→ **SELECTED EXTRACT**
Adventures with nom
Estimated reading time: .
Some things I learned while using the nom
library on a parser project.
My primary side project at the time of this writing is a parser for the COSMOS message definition language. I’m writing it mostly to learn how to make a useful parser, and to see what I can do from there. I have hopes that it might be useful at work some day, but for now it’s purely educational.
I’m using the excellent nom
crate to power the parser. I do not, at present, have a lexer or tokenizer – I take a run of text and immediately begin attempting to identify patterns in the text and create data structures.
In case you’re curious, I do have most of a finite-state-machine diagram written for the bulk of the grammar:
I say most, because there is a long tail of less common modifier elements that can affect elements, but these are the four main elements that comprise 80% of the source text. Adding them to the diagram in a useful manner made it a visual nightmare, so I elided them.
Parsing
I opted to work without a lexer stage that converts the source text into a stream of token items that the parser can then consume. I may refactor to use a pipeline like this in the future, though I’ll probably wait for generators to stabilize rather than use an iterator and have to shoehorn in Result
signals.
The parser is a tree of nom
parsers, using macros from the library and my own functions to transform text segments into data items. I rapidly found that nom
is a highly composable library – the parse tree is composed of parser routines that all return the same general type that carries error information, a parsed value, and the remaining unparsed text. This type is a carrier that can be passed from parser to parser, each of which knows how to propagate failures upward or emit parsed values to the user and continue operating on the unparsed source.

→ **RECORDS FOR PROCESSING**
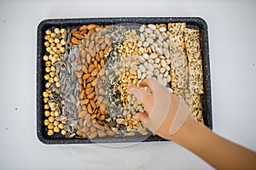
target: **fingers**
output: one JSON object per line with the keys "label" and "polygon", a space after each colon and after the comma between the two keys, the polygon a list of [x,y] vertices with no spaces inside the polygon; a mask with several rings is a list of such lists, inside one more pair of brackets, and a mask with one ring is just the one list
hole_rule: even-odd
{"label": "fingers", "polygon": [[139,103],[143,103],[149,95],[143,88],[136,86],[128,86],[128,91],[136,97]]}
{"label": "fingers", "polygon": [[153,93],[153,92],[154,92],[154,88],[153,84],[151,83],[151,81],[155,81],[155,80],[153,78],[144,79],[139,83],[139,87],[141,87],[141,88],[148,87],[149,88],[149,90]]}
{"label": "fingers", "polygon": [[134,113],[132,117],[136,120],[141,121],[142,123],[145,123],[146,121],[148,119],[148,115],[147,113],[137,112]]}

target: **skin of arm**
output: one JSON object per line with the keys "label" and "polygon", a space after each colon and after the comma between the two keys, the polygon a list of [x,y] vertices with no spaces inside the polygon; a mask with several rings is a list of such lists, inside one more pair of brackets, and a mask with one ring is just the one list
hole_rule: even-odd
{"label": "skin of arm", "polygon": [[172,140],[217,169],[256,169],[256,153],[214,133],[188,116]]}
{"label": "skin of arm", "polygon": [[[186,104],[180,105],[180,97],[171,92],[168,94],[163,90],[165,88],[152,79],[144,79],[139,83],[139,87],[148,87],[153,93],[148,94],[137,87],[128,87],[129,92],[144,104],[148,111],[135,113],[133,118],[141,121],[149,130],[153,129],[159,136],[187,148],[217,169],[256,169],[255,152],[218,136],[205,125],[195,122],[189,110],[184,109]],[[161,95],[156,95],[156,92]],[[170,98],[163,98],[163,95],[170,95]],[[162,99],[171,99],[168,101]],[[159,113],[166,105],[170,107],[167,110],[164,110],[166,114]],[[180,106],[183,109],[179,110]],[[158,111],[153,111],[156,110],[153,108],[157,108]],[[159,122],[156,116],[164,120]],[[176,116],[179,118],[176,119]],[[179,126],[177,126],[177,131],[171,133],[173,121],[177,121],[176,122],[179,123]],[[153,122],[161,124],[155,126],[151,123]]]}

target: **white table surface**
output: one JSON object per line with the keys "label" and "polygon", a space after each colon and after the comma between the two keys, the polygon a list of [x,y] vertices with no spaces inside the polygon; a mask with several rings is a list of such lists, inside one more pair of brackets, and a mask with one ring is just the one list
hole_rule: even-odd
{"label": "white table surface", "polygon": [[0,1],[0,169],[212,169],[173,142],[121,148],[39,142],[36,36],[48,18],[202,17],[209,30],[213,131],[256,150],[255,7],[256,1]]}

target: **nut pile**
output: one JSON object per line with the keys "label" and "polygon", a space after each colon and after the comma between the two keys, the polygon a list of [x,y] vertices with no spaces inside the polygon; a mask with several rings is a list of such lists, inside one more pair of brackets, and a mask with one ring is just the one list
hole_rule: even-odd
{"label": "nut pile", "polygon": [[84,25],[45,31],[44,125],[48,135],[95,139],[147,135],[132,118],[144,112],[128,94],[152,77],[185,99],[202,121],[203,93],[199,32],[185,23]]}
{"label": "nut pile", "polygon": [[61,56],[63,54],[66,44],[65,41],[65,29],[59,28],[54,31],[47,30],[44,37],[45,50],[47,55],[43,56],[45,61],[45,75],[46,90],[43,93],[44,102],[44,125],[48,128],[47,134],[53,135],[55,133],[61,133],[66,135],[67,131],[64,129],[64,125],[61,121],[58,120],[61,115],[61,100],[58,99],[61,94],[61,82],[58,76],[55,76],[56,67],[55,64],[61,60]]}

→ **TASKS AND EXERCISES**
• 1. According to the post on using nom, what language is the side project's parser written for?
• 2. Report every line of the records that contains the string "target", with case counting.

→ **SOLUTION LIST**
• 1. The COSMOS message definition language.

• 2.
target: **fingers**
target: **skin of arm**
target: **white table surface**
target: **nut pile**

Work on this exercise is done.